====== Исходный текст ======

Революции – локомотивы истории.
Карл Маркс
«Локомотива истории» не существует.
Алвин Тоффлер
Шестидесятые годы были отправной точкой в истории кино. На карте мира возникали все новые «новые волны», подобно цунами сметая устаревшие представления о важнейшем из искусств. Начитанные умники из Cahiers du cinéma быстро переквалифицировались из кинокритиков в кинорежиссеры и подарили миру французскую «новую волну». Итальянские мэтры окончательно решили переосмыслить связи с породившим их неореализмом. Волны накатывали на советское шестидесятничество, на «молодое немецкое кино», на Венгрию, Польшу, Чехословакию. К середине шестидесятых волна докатилась до Балканского полуострова и получила там свое название, простое и красноречивое, — югославская черная волна. Бомба замедленного действия для царствующего титоизма.
В то время, когда на официальных экранах Югославии господствовал лобовой социалистический реализм и «партизанский» фильм, из каких-то темных щелей коллективного бессознательного в кинематографический мир вылезли чем-то недовольные молодые люди, подменившие оптимизм на пессимизм, героев на антигероев, а место действия, перенесшие на какие-то отталкивающие окраины с вечной грязью и неопрятными люмпенами. Каким образом в социалистической Югославии могли допустить такую гигантскую цензурную брешь? Представить себе подобное в Советском Союзе в это же время не представляется возможным. Идеологический фронт в нашей стране сдерживался отчаянно и грозно.
На самом деле всё было просто. Итальянцы и американцы внезапно обратили внимание на то, что в социалистической Югославии осталось больше лошадей для пеплумов и вестернов, дешевле строить декорации, а статистов для массовых сцен можно было нагнать практически даром из числа многочисленных военнослужащих. Чиновники увлеклись сотрудничеством с капиталистическими продюсерами, а тем, что творили дебютанты на местных студиях — не очень интересовались. Цензура расслабилась до немыслимого предела. Потом, правда, опомнились, но было уже поздно, ядовитые цветы черного фильма уже распространили свой аромат на крупнейших европейских фестивалях, и теперь, чтобы избавиться от них — вырвать с корнем.

====== Предоставленные записи ======

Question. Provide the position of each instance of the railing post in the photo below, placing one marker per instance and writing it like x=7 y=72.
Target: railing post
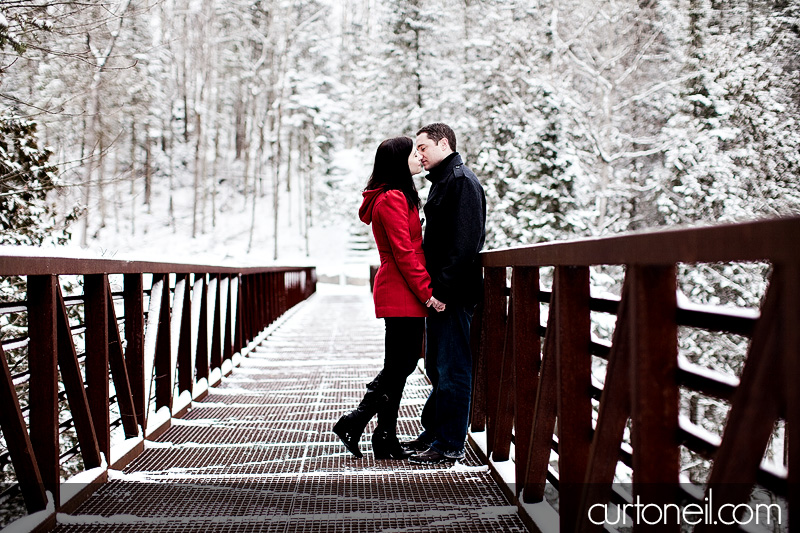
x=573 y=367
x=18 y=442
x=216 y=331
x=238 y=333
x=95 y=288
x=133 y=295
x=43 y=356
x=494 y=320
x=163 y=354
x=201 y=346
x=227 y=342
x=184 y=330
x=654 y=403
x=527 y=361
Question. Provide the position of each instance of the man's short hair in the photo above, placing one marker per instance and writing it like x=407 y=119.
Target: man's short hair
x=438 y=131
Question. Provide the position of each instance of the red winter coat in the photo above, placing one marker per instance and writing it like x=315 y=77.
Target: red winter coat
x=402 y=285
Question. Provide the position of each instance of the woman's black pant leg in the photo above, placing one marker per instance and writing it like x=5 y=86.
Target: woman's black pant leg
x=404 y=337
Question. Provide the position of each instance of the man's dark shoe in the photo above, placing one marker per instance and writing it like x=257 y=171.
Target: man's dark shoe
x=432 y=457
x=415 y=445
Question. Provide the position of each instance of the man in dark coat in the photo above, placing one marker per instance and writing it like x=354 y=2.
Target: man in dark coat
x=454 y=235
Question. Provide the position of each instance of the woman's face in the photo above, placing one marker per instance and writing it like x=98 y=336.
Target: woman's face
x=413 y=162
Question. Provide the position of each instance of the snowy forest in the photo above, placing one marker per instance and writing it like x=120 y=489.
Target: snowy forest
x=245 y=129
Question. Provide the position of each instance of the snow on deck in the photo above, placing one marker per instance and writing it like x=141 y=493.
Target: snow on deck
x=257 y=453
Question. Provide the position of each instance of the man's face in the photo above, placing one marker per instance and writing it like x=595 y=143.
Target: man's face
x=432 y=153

======

Вопросы по материалу »
1. Перечислите все преимущества съемок в социалистической Югославии, на которые, согласно тексту о югославской черной волне, внезапно обратили внимание итальянцы и американцы.
2. Напишите продолжение текста о югославской черной волне, начав сразу после его последнего предложения.
Записи представляют собой отдельный материал и к тексту о югославской черной волне не относятся.

Решённые задачи »
1.
1. В Югославии осталось больше лошадей для пеплумов и вестернов.
2. Декорации там строить дешевле.
3. Статистов для массовых сцен можно было нагнать практически даром из числа многочисленных военнослужащих.

2.
Самыми известными из этих цветов были Душан Макавеев, Александр Петрович и наш сегодняшний герой – Желимир Жилник.
Жилник – типичное дитя войны. Он родился в концентрационном лагере Црвени Крст, куда была заключена его мать Милица Жилник — убежденная антифашистка и член коммунистической партии Югославии. Его удалось чудом спасти другим заключенным во время побега и передать родственникам. Мать его вскоре расстреляли. Отца, видного партизанского лидера, расстреляли четники – сербские националисты. Понятно, что светлый взгляд на мир у будущего режиссера отсутствовал априори. Кроме того, он, как «человек из ниоткуда», испытывал неизменную симпатию к себе подобным. Начиная как документалист, Жилник стремится к правдивому запечатлению своего поколения, «застрявшего в грязи» и остро нуждающегося в переменах.
Первые его работы «Кинохроника о деревенской молодежи зимой» и «Июньские беспорядки» о белградских студенческих волнениях 1968года, последовавших сразу за парижскими беспорядками, являлись потрясающим документом бурного молодежного движения и стали мощным прологом к, возможно, ключевой картине югославской черной волны – «Ранние работы».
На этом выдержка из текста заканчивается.